## TASK INSTRUCTIONS
A – In the part of the tribute that opens with the words "Remembering Jordan Rose" and closes with "(March 11, 2004).", substitute "graveyard" for "cemetery" and give that part again.
B – On what date did Julia Zalk Stratton die, according to the tribute?
══ SOURCE ══
Remembering Jordan Rose and Court Rich’s grandmother in a touching tribute

Julia, circa 1941, age 21.

By Bert Stratton | Rose Law Group Reporter


I was at the cemetery the other day. I like the place. Someday I’ll be 20 feet from stardom — my mom’s plot. I have a burial plot 20 feet away. I’m a mama’s boy. Julia Zalk Stratton, my mother, died 20 years ago (March 11, 2004).

I never left Cleveland, because of my mom. It’s not that I didn’t try to leave, but I never found a better situation, geographically or psychologically. Some college buddies — hippie-types — wouldn’t even go home for school breaks; they didn’t want to appear middle-class even for a weekend. They would head to Boston or go into the woods. I went home.

When my mother died at 83, her sister told me not to grieve too much. Aunt Celeste said my mother would prefer I act upbeat. Hah.
═══
══ GIVEN INFORMATION ══
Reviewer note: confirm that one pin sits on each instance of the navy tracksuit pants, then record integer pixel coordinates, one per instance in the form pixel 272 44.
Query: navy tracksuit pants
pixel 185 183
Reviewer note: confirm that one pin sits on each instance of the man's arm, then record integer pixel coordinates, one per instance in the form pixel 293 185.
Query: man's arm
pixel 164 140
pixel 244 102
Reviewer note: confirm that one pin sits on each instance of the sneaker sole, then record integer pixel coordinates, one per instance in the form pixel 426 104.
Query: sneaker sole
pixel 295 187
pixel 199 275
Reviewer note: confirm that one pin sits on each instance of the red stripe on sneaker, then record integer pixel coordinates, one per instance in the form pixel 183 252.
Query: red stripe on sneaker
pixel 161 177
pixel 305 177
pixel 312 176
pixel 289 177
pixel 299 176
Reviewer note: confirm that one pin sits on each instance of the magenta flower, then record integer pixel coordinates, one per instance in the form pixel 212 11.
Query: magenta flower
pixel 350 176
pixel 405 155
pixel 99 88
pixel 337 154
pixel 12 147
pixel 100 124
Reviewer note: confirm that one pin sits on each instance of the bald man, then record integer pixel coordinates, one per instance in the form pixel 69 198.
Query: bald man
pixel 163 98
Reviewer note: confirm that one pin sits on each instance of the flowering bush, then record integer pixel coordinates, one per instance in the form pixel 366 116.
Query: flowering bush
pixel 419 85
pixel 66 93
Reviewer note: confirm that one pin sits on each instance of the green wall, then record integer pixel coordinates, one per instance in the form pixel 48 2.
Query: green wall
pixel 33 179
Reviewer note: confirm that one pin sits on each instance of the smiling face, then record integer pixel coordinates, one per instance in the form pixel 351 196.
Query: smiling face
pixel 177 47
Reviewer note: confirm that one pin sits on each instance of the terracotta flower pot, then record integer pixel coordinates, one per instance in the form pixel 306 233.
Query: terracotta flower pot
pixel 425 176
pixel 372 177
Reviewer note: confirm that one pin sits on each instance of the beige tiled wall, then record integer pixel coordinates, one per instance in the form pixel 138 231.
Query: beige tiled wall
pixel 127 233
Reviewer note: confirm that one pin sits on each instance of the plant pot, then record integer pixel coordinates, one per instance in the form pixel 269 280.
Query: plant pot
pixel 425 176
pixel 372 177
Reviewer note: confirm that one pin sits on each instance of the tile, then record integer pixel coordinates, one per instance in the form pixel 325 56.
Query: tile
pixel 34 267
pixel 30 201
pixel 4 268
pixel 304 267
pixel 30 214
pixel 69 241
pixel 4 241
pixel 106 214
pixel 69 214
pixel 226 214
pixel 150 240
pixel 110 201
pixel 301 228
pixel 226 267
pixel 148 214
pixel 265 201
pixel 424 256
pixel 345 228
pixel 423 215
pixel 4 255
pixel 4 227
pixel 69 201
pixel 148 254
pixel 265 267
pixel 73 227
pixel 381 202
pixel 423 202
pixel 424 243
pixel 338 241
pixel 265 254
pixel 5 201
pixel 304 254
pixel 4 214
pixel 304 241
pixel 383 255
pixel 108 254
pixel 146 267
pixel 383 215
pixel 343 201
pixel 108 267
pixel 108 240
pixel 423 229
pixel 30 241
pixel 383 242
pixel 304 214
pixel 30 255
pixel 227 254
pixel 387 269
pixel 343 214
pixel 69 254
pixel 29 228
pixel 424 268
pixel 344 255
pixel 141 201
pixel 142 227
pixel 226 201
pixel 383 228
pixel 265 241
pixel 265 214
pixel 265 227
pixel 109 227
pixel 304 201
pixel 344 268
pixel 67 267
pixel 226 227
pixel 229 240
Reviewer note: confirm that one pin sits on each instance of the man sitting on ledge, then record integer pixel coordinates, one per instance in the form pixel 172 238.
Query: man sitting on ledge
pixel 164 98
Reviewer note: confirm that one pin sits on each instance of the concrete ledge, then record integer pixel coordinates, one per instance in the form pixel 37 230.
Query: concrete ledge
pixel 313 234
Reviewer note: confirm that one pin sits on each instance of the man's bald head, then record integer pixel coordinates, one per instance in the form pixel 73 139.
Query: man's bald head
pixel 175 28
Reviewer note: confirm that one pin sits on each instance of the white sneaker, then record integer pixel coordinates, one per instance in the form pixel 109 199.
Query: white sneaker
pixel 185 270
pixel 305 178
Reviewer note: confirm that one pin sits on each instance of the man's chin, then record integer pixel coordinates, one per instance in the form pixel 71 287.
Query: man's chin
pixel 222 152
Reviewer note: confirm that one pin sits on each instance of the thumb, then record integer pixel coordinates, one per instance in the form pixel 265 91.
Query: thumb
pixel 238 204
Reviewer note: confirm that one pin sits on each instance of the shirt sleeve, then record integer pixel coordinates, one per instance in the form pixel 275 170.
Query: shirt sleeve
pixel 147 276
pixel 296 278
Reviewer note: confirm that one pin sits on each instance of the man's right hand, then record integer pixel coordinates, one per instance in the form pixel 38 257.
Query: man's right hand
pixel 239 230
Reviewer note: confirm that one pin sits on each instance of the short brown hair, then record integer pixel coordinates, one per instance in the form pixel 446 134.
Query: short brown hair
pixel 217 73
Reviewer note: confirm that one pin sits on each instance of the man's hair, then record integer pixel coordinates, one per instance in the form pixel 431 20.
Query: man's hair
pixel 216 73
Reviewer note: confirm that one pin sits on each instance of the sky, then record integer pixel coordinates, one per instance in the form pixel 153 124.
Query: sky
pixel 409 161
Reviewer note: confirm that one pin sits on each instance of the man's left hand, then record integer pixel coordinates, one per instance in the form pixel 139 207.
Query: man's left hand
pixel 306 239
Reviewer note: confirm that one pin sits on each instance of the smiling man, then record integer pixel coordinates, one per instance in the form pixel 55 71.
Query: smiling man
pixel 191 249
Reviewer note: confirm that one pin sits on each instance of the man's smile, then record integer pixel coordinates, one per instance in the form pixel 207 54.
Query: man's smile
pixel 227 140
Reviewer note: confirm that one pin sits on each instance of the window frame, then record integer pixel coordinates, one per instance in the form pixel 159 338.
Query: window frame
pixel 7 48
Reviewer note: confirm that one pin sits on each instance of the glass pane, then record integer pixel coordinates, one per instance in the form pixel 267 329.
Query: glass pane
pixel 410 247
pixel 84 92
═══
## SOLVED PROBLEMS
A –
Remembering Jordan Rose and Court Rich’s grandmother in a touching tribute

Julia, circa 1941, age 21.

By Bert Stratton | Rose Law Group Reporter


I was at the graveyard the other day. I like the place. Someday I’ll be 20 feet from stardom — my mom’s plot. I have a burial plot 20 feet away. I’m a mama’s boy. Julia Zalk Stratton, my mother, died 20 years ago (March 11, 2004).

B – March 11, 2004